=== Try it ===
Every record must reappear in the answer exactly as given.

=== Records for this task ===

######

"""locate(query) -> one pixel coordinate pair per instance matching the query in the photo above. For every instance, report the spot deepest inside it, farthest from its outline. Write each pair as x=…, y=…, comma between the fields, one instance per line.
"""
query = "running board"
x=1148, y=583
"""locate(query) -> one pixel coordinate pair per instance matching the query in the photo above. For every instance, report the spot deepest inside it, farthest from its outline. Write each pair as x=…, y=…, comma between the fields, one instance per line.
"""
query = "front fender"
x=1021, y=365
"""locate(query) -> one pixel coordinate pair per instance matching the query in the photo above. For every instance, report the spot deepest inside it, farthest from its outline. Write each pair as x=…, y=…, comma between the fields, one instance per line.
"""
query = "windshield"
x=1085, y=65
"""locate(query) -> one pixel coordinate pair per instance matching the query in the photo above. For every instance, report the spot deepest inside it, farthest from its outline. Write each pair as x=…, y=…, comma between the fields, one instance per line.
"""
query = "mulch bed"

######

=== Finished exercise ===
"""locate(query) -> one pixel coordinate pair per instance matching the query in the photo above. For every instance, report the spot deepest inside it, farthest from its outline. Write each pair as x=…, y=…, comma between the fields, one instance per line.
"""
query = "running board"
x=1148, y=583
"""locate(query) -> one pixel coordinate pair per instance matching the query in the photo above. For every instance, report the spot deepest inside it, farthest from its outline. Write each pair as x=…, y=…, comma between the fields, one instance per line.
"""
query = "front fender"
x=1021, y=365
"""locate(query) -> one pixel coordinate pair per instance matching the query in the photo above. For every instance, report the spot deepest inside it, farthest from its outline. Write each pair as x=…, y=…, comma between the fields, one instance per line.
"""
query = "windshield"
x=1085, y=65
"""locate(query) -> one pixel coordinate pair per instance matching the query in the photo above. For every instance, report the spot deepest inside it, farthest from its outline. Write each pair as x=…, y=…, comma between the fields, one instance per line.
"""
query = "mulch bed"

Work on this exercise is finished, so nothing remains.